**Entries provided:**
════════════════

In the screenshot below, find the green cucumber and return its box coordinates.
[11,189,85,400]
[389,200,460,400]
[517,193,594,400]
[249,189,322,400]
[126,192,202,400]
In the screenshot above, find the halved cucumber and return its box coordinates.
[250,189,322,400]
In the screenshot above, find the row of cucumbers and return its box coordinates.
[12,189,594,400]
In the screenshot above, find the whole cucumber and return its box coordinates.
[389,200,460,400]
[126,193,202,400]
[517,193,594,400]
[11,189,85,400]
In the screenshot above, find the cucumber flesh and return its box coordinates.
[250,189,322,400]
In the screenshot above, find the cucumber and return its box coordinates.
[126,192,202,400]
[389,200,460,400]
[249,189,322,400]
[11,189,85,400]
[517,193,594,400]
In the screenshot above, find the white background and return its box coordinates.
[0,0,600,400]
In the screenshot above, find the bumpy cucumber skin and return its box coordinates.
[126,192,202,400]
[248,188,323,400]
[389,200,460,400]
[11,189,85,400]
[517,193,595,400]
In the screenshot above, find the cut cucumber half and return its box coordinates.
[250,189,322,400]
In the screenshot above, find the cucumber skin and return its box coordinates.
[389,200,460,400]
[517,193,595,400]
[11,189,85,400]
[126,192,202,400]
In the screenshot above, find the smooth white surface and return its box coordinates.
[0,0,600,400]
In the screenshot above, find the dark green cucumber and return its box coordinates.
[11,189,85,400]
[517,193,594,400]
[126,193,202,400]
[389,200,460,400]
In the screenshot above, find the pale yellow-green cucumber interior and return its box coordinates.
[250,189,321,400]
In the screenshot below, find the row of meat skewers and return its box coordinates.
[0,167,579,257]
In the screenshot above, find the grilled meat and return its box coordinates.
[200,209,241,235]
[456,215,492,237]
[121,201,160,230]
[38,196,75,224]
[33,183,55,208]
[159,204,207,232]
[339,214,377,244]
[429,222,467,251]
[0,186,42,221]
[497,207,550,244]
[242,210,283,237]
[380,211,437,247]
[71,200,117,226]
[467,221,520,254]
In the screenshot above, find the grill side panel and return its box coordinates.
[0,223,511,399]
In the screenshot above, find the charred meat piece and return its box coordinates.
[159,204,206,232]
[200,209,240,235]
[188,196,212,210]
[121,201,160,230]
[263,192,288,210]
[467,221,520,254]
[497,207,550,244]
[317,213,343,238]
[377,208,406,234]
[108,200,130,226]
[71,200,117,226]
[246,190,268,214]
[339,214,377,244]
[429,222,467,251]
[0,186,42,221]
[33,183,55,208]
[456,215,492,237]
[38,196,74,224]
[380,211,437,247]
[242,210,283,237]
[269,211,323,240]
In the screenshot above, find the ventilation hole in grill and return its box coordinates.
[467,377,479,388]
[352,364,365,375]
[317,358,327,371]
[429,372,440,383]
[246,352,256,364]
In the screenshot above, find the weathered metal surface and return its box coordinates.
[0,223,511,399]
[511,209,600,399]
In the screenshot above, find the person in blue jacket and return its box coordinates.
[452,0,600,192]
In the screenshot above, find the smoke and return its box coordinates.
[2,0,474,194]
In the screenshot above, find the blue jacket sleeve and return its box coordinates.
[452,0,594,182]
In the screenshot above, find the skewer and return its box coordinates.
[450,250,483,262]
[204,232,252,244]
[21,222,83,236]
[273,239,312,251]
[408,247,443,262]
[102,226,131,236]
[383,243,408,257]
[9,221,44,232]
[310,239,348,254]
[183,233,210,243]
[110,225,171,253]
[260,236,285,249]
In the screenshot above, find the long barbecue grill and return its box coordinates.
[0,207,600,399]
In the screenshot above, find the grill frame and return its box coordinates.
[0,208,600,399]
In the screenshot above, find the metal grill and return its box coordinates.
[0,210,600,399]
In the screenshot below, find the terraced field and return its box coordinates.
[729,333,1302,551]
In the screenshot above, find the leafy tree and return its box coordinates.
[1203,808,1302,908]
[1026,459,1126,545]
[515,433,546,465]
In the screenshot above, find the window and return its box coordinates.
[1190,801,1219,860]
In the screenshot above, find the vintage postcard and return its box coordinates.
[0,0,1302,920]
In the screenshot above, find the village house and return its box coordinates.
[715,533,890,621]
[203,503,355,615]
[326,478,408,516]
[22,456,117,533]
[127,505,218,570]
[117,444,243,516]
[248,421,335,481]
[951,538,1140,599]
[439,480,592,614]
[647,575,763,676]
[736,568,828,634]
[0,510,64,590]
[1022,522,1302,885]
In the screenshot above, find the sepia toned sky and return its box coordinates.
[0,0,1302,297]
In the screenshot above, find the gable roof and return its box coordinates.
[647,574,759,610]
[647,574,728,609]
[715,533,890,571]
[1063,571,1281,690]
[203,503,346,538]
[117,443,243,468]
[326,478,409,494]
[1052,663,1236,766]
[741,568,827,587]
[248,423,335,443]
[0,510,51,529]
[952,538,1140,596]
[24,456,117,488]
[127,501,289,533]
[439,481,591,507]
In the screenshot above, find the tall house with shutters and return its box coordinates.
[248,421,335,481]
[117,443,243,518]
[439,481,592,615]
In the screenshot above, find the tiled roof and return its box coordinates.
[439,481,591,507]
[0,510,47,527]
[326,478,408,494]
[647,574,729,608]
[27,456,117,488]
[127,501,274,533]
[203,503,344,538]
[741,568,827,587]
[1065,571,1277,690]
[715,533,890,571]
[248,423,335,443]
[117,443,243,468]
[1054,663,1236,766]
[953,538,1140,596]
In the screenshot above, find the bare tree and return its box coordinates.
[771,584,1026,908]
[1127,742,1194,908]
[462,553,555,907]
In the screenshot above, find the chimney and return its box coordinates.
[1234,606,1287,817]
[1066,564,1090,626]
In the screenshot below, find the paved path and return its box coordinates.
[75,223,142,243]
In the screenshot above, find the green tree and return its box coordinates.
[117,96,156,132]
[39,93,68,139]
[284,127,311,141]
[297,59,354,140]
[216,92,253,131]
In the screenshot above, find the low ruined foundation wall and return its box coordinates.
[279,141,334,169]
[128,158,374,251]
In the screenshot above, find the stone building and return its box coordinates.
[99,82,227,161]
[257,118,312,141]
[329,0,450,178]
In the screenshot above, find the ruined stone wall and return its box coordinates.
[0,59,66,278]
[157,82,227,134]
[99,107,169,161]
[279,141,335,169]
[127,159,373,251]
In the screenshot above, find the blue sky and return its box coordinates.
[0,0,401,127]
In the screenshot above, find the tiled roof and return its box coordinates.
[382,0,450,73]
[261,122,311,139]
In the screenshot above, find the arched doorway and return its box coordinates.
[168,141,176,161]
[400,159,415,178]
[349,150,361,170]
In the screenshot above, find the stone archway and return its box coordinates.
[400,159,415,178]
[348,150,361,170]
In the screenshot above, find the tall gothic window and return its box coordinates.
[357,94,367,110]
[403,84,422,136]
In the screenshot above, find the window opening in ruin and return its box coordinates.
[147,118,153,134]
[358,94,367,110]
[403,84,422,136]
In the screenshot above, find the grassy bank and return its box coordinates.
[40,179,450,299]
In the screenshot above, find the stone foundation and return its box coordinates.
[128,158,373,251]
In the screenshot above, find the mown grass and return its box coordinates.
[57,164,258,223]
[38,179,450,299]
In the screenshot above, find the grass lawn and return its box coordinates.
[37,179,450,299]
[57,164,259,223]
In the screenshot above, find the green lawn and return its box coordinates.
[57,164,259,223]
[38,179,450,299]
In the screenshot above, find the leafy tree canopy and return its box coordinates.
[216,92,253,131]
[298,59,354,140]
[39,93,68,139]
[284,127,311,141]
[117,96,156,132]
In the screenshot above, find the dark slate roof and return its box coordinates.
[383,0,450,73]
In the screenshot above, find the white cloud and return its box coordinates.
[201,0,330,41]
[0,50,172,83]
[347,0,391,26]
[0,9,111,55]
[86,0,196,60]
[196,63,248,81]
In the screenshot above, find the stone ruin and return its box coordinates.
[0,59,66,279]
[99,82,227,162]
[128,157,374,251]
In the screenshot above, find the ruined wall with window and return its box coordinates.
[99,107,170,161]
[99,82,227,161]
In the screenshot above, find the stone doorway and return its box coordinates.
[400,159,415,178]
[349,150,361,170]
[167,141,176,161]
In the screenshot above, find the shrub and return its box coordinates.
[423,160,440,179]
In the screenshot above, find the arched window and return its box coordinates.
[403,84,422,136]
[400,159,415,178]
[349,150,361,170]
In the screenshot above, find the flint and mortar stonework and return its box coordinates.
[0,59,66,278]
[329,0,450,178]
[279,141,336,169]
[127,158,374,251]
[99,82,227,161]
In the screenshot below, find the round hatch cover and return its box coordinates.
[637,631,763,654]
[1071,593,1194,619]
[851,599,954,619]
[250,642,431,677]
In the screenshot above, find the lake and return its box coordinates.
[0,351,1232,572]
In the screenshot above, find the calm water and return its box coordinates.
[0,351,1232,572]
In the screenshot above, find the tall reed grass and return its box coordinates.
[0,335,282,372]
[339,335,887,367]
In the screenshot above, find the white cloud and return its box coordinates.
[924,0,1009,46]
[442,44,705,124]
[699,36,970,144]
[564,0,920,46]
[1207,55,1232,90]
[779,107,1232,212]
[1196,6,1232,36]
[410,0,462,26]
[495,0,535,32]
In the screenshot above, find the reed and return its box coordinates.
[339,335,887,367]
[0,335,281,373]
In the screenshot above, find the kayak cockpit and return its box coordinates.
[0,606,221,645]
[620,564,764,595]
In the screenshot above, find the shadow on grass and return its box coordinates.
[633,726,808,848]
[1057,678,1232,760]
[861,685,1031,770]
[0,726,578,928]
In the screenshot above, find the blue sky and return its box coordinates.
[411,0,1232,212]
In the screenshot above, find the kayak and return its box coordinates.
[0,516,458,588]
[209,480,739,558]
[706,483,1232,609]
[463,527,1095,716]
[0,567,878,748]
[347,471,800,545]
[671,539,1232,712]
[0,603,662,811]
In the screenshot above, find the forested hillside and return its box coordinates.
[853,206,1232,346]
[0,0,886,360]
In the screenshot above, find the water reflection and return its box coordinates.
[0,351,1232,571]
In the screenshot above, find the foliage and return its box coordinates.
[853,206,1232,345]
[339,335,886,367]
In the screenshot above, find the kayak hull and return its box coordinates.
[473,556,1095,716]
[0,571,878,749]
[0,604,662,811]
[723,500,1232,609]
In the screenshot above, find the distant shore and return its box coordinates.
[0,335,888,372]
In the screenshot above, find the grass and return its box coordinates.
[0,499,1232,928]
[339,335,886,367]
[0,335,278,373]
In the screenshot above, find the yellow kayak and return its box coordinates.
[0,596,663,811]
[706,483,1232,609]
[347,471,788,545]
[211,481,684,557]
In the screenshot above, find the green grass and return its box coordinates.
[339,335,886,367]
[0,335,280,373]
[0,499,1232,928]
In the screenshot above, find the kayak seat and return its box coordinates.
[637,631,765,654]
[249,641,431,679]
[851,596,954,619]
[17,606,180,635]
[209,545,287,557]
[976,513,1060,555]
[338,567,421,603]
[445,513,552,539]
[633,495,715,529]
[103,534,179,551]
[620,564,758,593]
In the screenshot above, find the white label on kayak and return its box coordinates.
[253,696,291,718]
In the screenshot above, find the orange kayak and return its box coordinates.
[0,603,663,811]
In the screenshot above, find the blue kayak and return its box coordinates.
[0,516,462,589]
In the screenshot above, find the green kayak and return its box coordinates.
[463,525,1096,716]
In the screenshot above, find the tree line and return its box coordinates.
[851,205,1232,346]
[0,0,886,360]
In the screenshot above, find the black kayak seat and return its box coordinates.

════════════════

**Directions:** Convert the records from the line with "In the screenshot above, find the charred" to the line with "[511,209,600,399]", both included, into a JSON list of strings with one string per line and blank lines left out.

**Answer to this exercise:**
[
  "In the screenshot above, find the charred meat piece and return its box coordinates.",
  "[159,204,206,232]",
  "[200,209,240,235]",
  "[188,196,212,210]",
  "[121,201,160,230]",
  "[263,192,288,210]",
  "[467,221,520,254]",
  "[497,207,550,244]",
  "[317,213,343,238]",
  "[377,208,406,234]",
  "[108,200,130,226]",
  "[71,200,117,226]",
  "[246,190,268,214]",
  "[339,214,377,244]",
  "[429,222,467,251]",
  "[0,186,42,221]",
  "[33,183,55,208]",
  "[456,215,492,237]",
  "[38,196,74,224]",
  "[380,211,437,247]",
  "[242,210,283,237]",
  "[269,211,323,240]",
  "In the screenshot above, find the ventilation hole in grill and return its box coordinates.",
  "[467,377,479,388]",
  "[352,364,365,375]",
  "[317,358,327,371]",
  "[429,372,440,383]",
  "[246,352,256,364]",
  "In the screenshot above, find the weathered metal surface and return its box coordinates.",
  "[0,223,511,399]",
  "[511,209,600,399]"
]